Beginning at the line containing "Could you spot the tall dry", output every line to the end of the data below exactly as it appears.
— Start Listing —
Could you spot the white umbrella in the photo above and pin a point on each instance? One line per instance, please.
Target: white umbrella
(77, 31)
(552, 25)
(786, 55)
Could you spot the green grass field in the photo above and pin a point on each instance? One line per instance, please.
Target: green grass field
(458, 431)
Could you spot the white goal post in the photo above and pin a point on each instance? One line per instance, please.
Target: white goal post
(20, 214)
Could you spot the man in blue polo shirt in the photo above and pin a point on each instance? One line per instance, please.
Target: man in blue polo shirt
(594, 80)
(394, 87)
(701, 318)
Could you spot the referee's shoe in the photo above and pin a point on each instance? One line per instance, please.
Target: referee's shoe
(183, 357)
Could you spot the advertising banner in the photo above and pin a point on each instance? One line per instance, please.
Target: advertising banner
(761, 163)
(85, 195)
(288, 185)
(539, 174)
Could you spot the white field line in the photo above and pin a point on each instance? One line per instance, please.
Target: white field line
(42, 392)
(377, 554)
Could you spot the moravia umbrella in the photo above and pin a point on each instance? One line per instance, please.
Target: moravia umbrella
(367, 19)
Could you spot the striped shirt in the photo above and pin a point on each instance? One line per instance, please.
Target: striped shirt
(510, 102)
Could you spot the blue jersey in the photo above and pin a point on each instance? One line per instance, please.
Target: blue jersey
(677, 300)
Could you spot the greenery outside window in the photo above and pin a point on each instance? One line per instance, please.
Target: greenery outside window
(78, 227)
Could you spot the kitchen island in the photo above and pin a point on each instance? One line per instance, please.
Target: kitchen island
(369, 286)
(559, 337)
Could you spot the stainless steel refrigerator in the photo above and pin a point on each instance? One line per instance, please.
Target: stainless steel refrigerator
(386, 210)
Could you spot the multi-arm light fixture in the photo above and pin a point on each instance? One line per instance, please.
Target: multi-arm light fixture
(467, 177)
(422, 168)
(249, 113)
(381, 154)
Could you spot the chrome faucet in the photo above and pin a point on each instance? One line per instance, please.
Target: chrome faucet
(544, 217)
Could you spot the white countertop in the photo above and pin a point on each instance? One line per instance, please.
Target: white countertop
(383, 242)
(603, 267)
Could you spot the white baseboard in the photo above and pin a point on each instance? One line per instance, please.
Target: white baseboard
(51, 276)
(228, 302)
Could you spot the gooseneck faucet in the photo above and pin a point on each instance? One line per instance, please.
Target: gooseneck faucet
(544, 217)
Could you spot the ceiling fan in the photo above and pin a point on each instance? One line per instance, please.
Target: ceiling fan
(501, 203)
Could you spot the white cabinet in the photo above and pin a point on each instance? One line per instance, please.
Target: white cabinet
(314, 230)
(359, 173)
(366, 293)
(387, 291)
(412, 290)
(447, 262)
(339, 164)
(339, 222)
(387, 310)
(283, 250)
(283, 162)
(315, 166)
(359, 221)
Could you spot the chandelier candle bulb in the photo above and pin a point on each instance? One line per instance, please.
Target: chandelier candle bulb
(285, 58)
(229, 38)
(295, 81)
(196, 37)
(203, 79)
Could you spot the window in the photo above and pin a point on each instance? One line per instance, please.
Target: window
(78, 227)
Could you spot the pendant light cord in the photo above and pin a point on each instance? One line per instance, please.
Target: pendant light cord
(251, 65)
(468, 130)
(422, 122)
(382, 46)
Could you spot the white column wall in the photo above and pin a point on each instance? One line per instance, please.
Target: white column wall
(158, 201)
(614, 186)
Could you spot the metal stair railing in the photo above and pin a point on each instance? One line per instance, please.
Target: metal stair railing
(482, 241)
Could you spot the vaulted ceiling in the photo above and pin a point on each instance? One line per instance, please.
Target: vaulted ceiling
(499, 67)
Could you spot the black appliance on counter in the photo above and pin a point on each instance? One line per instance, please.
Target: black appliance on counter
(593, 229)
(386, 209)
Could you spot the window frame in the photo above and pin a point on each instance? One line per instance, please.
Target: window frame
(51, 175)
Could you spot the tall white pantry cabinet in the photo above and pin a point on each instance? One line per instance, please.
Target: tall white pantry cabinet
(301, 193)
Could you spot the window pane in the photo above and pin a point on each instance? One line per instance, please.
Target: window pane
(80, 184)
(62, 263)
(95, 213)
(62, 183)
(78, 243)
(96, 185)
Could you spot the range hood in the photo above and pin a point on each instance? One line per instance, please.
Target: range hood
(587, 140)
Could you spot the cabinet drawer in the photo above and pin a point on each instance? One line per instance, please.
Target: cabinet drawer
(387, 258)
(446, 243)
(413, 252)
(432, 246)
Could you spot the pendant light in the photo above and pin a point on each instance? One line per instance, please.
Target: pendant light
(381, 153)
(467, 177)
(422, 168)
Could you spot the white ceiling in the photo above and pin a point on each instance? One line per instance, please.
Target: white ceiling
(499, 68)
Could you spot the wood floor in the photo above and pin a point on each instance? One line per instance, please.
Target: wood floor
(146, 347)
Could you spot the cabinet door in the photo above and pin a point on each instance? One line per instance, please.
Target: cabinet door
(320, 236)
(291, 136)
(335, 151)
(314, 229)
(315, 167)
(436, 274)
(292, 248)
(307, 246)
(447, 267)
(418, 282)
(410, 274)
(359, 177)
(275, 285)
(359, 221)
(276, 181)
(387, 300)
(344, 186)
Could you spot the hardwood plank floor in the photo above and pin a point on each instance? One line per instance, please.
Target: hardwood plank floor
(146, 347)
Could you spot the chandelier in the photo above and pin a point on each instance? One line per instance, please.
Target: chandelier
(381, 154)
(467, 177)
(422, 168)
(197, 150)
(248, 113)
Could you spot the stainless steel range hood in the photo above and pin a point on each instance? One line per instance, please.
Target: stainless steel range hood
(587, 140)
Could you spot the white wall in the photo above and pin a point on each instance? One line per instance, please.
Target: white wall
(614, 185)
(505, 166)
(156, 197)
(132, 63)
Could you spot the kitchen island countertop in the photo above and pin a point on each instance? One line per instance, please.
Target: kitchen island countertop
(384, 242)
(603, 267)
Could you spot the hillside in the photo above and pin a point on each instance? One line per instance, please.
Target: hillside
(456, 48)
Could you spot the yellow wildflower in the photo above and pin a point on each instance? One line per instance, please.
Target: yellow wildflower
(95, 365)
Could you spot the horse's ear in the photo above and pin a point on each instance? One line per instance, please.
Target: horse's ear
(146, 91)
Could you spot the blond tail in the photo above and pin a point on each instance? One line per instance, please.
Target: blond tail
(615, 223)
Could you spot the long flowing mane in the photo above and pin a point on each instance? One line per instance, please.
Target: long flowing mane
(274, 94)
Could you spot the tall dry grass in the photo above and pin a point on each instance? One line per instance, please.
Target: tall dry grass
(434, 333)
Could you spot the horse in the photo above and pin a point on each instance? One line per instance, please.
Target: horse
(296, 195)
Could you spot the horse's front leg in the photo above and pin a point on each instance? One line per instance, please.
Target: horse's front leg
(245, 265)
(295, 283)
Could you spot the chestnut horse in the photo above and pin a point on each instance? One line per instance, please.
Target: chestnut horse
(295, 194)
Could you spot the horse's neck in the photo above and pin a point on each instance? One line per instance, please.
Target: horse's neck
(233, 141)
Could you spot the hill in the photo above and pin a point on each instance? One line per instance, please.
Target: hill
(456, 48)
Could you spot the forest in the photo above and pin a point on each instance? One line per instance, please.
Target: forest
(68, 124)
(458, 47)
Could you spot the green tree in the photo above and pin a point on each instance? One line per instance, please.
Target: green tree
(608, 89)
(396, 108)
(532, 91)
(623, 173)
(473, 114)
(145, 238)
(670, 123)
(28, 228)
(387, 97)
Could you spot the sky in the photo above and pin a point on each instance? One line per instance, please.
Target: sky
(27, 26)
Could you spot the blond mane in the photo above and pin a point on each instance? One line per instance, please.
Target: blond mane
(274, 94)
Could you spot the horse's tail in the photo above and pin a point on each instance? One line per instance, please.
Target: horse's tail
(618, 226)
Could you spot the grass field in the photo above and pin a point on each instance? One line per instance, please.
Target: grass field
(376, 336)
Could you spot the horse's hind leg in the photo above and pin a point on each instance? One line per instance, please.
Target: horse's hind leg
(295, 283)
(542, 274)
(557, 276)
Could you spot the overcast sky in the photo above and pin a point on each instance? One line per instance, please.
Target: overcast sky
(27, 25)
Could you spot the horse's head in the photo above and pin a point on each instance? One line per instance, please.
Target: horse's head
— End Listing —
Complete response:
Could you spot the tall dry grass in the photo above and pin a point on each instance? One line per instance, please.
Target: tall dry grass
(434, 333)
Could you spot the horse in the photo above and pin a point on each instance? One line per instance, please.
Target: horse
(296, 195)
Could you spot the horse's front leg in the photo above and pin a point on each instance? One line per instance, please.
Target: horse's front leg
(245, 265)
(295, 283)
Could you spot the chestnut horse in the photo above and pin a point on each instance? One line per instance, please.
Target: chestnut horse
(295, 194)
Could you spot the horse's neck in the photo above and pin a point on each instance? One line per instance, please.
Target: horse's neck
(233, 141)
Could you spot the hill in the photo above and pin a point on each instance? One line per instance, please.
Target: hill
(456, 48)
Could you spot the forest in the photo above and pin a point on each instance? One line per instance, please.
Target: forest
(68, 124)
(458, 47)
Could you spot the green tree in the photo above and pin a point on each instance? One line per instance, please.
Target: green tree
(608, 89)
(396, 108)
(532, 91)
(623, 173)
(473, 114)
(145, 238)
(670, 123)
(28, 228)
(387, 97)
Could you spot the sky in the photo above and pin a point on each instance? One line per instance, please.
Target: sky
(27, 26)
Could you spot the blond mane in the photo above and pin a point on each instance? One line per instance, please.
Target: blond mane
(274, 94)
Could you spot the horse's tail in the photo above and pin a point on each instance? One line per instance, please.
Target: horse's tail
(618, 226)
Could you spot the grass field in the photo above and pin a point on each instance? One line per instance, please.
Target: grass field
(376, 336)
Could you spot the horse's hind leg in the photo above and pin a point on each instance? One line per instance, please.
Target: horse's hind leg
(295, 283)
(542, 274)
(557, 276)
Could you spot the overcast sky in the photo above and pin a point on each instance? One line per instance, please.
Target: overcast sky
(27, 25)
Could you spot the horse's head in the photo above and pin a point on each instance? One line per instance, please.
Target: horse's head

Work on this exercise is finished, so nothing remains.